◆ DIRECTIONS ◆
Please rewrite the lines below, replacing "downstream application" with "mapping service" and changing nothing else.

# # # # #

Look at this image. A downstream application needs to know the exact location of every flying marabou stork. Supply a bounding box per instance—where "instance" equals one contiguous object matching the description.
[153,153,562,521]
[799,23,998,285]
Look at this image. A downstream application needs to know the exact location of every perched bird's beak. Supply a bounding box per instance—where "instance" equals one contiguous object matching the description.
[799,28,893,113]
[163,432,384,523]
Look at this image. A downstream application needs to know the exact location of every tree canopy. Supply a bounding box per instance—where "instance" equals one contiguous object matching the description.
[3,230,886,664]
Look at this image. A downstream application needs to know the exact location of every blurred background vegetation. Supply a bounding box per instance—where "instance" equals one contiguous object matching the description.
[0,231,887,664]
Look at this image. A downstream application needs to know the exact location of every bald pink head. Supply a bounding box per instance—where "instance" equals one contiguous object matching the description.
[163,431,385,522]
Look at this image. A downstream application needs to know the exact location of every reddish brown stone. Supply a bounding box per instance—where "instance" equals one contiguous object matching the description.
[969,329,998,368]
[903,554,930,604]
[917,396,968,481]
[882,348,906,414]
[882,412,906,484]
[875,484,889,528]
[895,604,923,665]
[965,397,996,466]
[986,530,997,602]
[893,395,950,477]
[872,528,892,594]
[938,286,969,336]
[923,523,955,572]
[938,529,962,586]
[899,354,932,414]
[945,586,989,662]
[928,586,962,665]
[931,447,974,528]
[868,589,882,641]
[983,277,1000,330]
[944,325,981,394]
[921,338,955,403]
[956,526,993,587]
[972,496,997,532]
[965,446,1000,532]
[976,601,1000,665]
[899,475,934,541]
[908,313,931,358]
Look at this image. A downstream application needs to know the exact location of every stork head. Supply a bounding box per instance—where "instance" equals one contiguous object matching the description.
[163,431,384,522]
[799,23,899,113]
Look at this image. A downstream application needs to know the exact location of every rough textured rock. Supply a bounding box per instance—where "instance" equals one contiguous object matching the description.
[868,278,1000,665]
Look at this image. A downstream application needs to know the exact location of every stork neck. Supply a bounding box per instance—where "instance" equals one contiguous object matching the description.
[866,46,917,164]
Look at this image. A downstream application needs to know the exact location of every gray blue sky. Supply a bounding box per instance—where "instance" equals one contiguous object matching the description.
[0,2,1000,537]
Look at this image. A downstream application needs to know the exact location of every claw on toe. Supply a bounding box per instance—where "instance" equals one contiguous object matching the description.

# # # # #

◆ CORRECT RESULT ◆
Look at this image. A mapping service needs to know the exact location of every flying marabou stork. Supply a bounding box per instance—where "instance" equals one contiguous object matching the description.
[153,153,562,521]
[799,23,998,285]
Look at this image. A mapping service needs to know the exact location of every perched bird's beak. Supply a bounding box per instance—where "instance" equals one contiguous object matching the description.
[799,28,893,113]
[163,432,384,523]
Look at this image. A mapping service needs to know the exact location of every tree canopy. Supply a bounding box per instance—where "instance" equals one contiguous object matching the description.
[3,230,886,664]
Look at this image. A mapping service needs to know the exact location of every blurred background vegetation. Supply a bounding box per instance—where "instance" equals one contiguous object matching the description.
[0,231,887,664]
Look at this image. A mapping service needs to know the exact location of every bald pink head. Supply a bounding box per instance—where "instance" equals one contiguous object matching the description.
[163,431,385,522]
Look at this image. A mapping service needs to know the exact location of every reddish brown stone. Supply a bounding box per instance—where "instance" equals one contiguous object matching the description.
[969,329,998,368]
[903,554,930,604]
[917,396,968,481]
[882,348,906,414]
[882,412,906,484]
[875,484,889,528]
[895,604,923,665]
[965,397,996,466]
[986,530,997,602]
[893,395,950,477]
[872,528,892,594]
[938,286,969,336]
[923,523,955,572]
[938,529,962,586]
[899,354,932,414]
[945,586,989,662]
[928,586,962,665]
[931,447,974,528]
[868,589,882,641]
[983,277,1000,330]
[944,325,981,394]
[921,338,955,403]
[956,526,993,587]
[972,496,997,532]
[965,446,1000,532]
[976,601,1000,665]
[899,475,934,541]
[908,313,931,358]
Look at this image. A mapping service needs to know the exact location of every stork head. Supply a bounding box per instance—where "instance" equals one contiguous object matching the description.
[163,431,384,522]
[799,23,899,113]
Look at this image. A mapping service needs to know the exact location of every rough textured rock. Supply a bounding box per instance—where "instance" equals one contiguous object matching the description.
[868,278,1000,665]
Look at this image. A mapping service needs to know the exact location of every stork neck. Supply a bounding box per instance—where "instance" equals one contiguous object matching the description.
[866,46,917,164]
Look at this image. A mapping service needs to know the exact location of every gray blue sky. Supply a bounding box per instance—where "instance" equals one contiguous object matching the description.
[0,2,1000,537]
Look at this image. A mapping service needs to know the exact location of every claw on toe. Supply a bounding box per instance—where "instance" equals one contiguous object matching the description.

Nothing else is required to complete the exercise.